■ Requirements: Rewrite every line of the material below as a JSON list of strings, one string per line, leaving out blank lines. Leave the pictures out of the answer.

■ Provided information:
_____
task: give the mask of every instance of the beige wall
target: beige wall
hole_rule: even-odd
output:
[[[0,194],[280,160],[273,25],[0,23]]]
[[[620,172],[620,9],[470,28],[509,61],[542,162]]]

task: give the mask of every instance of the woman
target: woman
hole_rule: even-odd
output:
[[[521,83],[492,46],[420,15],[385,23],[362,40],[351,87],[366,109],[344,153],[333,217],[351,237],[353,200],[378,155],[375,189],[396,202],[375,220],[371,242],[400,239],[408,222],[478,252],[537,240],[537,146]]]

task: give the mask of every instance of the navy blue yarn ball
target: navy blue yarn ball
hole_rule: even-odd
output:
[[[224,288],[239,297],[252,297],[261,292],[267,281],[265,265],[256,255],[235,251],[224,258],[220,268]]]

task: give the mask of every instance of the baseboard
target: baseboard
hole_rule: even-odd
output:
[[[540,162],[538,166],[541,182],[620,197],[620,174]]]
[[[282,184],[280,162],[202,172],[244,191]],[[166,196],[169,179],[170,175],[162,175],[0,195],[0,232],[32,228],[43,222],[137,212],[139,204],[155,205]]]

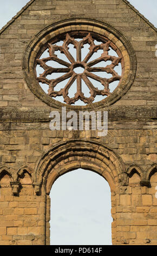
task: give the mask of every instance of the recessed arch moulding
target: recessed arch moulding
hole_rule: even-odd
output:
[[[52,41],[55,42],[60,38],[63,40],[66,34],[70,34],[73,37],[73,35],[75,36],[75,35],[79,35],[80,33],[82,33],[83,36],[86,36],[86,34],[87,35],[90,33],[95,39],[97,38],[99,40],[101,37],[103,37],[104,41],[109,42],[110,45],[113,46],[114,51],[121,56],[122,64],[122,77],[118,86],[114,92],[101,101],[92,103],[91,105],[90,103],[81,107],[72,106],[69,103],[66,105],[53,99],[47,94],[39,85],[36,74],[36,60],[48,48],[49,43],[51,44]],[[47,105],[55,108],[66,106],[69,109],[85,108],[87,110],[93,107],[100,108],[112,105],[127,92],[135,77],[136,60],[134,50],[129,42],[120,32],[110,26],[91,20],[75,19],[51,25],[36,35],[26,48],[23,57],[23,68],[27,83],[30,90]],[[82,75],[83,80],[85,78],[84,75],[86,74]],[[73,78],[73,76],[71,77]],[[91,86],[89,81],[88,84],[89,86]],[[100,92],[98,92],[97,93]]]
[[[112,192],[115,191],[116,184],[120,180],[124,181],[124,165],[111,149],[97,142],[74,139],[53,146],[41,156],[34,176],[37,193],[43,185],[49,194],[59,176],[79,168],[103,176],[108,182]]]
_____
■ Written answer:
[
  "task: give the mask of every instance of the beige wall",
  "target: beige wall",
  "hole_rule: even-odd",
  "output:",
  "[[[0,194],[280,160],[273,25],[0,23]]]",
  "[[[620,172],[620,9],[470,28],[509,61],[542,162]]]",
  "task: give the mask of every instance of the woman",
  "target: woman",
  "hole_rule: even-odd",
  "output:",
  "[[[521,83],[492,46],[420,15],[385,23],[362,40],[351,87],[366,109],[344,153],[333,217],[351,237],[353,200],[378,155],[375,189],[396,202],[375,220],[371,242],[400,239],[408,222],[478,252],[537,240],[537,146]]]",
  "task: give the mask of every instance of the navy blue yarn ball",
  "target: navy blue yarn ball",
  "hole_rule: even-odd",
  "output:",
  "[[[224,288],[239,297],[252,297],[261,292],[267,281],[265,265],[256,255],[235,251],[224,258],[220,268]]]",
  "task: give the mask of every instance of the baseboard",
  "target: baseboard",
  "hole_rule: even-odd",
  "output:",
  "[[[540,162],[538,166],[541,182],[620,197],[620,174]]]",
  "[[[282,184],[280,162],[202,172],[244,191]],[[166,196],[169,179],[170,175],[162,175],[0,195],[0,232],[32,228],[43,222],[137,212],[139,204],[155,205]]]",
  "task: give the mask of every instance of the recessed arch moulding",
  "target: recessed arch moulding",
  "hole_rule: even-odd",
  "output:",
  "[[[52,41],[55,42],[60,38],[63,40],[66,34],[70,34],[73,37],[73,35],[75,36],[75,35],[79,35],[80,33],[82,33],[83,36],[86,36],[86,34],[87,35],[90,33],[95,39],[97,38],[99,40],[101,37],[103,37],[104,41],[109,42],[110,45],[113,46],[114,51],[121,56],[122,64],[122,77],[118,86],[114,92],[101,101],[92,103],[91,105],[90,103],[81,107],[72,106],[69,103],[66,105],[53,99],[47,94],[39,85],[36,74],[36,60],[48,48],[49,43],[51,44]],[[47,105],[55,108],[66,106],[69,109],[85,108],[87,110],[93,107],[100,108],[112,105],[127,92],[135,77],[136,60],[134,50],[129,42],[120,32],[110,26],[91,20],[75,19],[51,25],[36,35],[26,48],[23,57],[23,68],[27,83],[30,90]],[[82,75],[83,80],[85,78],[84,75],[86,74]],[[73,78],[73,76],[71,77]],[[91,86],[89,81],[88,84],[89,86]],[[100,92],[98,92],[97,93]]]",
  "[[[112,192],[115,191],[116,184],[120,180],[124,181],[124,165],[111,149],[97,142],[74,139],[53,146],[41,156],[34,176],[37,193],[43,185],[49,194],[59,176],[79,168],[103,176],[108,182]]]"
]